- [Task goal] Every line containing the string "light" is to be copied from the records.

[Data entries]
....

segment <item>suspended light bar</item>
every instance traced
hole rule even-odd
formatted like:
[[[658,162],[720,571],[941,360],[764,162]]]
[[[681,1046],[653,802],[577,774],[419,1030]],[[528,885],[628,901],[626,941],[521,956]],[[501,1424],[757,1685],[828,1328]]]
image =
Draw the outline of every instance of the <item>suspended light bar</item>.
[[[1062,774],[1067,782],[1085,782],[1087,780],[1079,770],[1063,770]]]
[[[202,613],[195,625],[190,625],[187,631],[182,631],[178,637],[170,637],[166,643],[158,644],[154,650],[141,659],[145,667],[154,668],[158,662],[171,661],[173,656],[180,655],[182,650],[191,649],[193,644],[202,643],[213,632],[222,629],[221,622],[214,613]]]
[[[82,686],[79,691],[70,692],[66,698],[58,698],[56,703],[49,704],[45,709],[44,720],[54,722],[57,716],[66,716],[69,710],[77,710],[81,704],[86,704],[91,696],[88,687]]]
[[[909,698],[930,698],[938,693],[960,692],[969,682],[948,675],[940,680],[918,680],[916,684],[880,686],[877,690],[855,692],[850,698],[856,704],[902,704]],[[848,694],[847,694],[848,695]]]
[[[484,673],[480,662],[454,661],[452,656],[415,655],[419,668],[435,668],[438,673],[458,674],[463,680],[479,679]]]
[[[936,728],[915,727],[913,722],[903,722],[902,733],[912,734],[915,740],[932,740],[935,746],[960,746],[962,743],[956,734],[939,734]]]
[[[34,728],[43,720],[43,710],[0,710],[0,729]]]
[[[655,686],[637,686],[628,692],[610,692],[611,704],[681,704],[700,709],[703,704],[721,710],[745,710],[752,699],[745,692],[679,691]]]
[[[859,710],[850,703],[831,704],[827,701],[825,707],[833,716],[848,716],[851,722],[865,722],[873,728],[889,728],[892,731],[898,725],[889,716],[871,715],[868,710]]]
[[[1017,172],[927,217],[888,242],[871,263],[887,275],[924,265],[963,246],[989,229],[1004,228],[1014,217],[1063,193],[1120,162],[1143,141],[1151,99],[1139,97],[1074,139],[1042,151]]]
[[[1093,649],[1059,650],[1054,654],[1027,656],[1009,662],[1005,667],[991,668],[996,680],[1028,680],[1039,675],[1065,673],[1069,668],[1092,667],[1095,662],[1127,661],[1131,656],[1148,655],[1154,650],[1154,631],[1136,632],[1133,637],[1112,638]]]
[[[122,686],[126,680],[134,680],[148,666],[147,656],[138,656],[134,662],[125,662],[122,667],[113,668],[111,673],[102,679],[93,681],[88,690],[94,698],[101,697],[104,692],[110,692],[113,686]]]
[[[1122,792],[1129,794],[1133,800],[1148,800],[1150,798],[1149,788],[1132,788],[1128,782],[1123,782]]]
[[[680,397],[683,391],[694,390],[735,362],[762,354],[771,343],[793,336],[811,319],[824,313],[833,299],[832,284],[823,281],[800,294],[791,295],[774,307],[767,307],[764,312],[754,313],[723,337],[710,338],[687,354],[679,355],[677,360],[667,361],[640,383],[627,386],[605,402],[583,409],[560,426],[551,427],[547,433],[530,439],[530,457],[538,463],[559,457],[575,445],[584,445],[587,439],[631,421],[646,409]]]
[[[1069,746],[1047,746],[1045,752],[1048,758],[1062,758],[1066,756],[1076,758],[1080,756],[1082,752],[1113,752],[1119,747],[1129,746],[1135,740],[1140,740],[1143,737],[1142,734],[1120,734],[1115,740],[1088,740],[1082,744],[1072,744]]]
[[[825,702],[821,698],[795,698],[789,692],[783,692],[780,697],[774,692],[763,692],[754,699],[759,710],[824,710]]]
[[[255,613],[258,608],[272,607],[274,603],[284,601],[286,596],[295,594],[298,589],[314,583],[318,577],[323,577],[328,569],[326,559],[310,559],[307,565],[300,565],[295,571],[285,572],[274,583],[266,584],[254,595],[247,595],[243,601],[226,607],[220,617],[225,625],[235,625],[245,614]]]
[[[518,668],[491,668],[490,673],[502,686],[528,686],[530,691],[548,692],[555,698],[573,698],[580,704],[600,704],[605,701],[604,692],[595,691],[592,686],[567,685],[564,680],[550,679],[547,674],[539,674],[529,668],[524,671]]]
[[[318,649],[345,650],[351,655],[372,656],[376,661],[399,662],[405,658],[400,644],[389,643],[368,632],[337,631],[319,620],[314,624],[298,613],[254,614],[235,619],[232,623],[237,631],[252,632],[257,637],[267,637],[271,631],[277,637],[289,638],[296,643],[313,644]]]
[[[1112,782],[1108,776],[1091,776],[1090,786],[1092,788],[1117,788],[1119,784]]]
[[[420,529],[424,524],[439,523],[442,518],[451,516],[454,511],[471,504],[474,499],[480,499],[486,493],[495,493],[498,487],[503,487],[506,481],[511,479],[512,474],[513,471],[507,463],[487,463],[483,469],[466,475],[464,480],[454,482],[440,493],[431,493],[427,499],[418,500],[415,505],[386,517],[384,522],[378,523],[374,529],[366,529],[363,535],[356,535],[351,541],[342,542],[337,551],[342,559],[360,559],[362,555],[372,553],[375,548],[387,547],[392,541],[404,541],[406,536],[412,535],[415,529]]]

....

- [Exercise result]
segment <item>suspended light bar</item>
Draw the outline of every instance of the <item>suspended light bar</item>.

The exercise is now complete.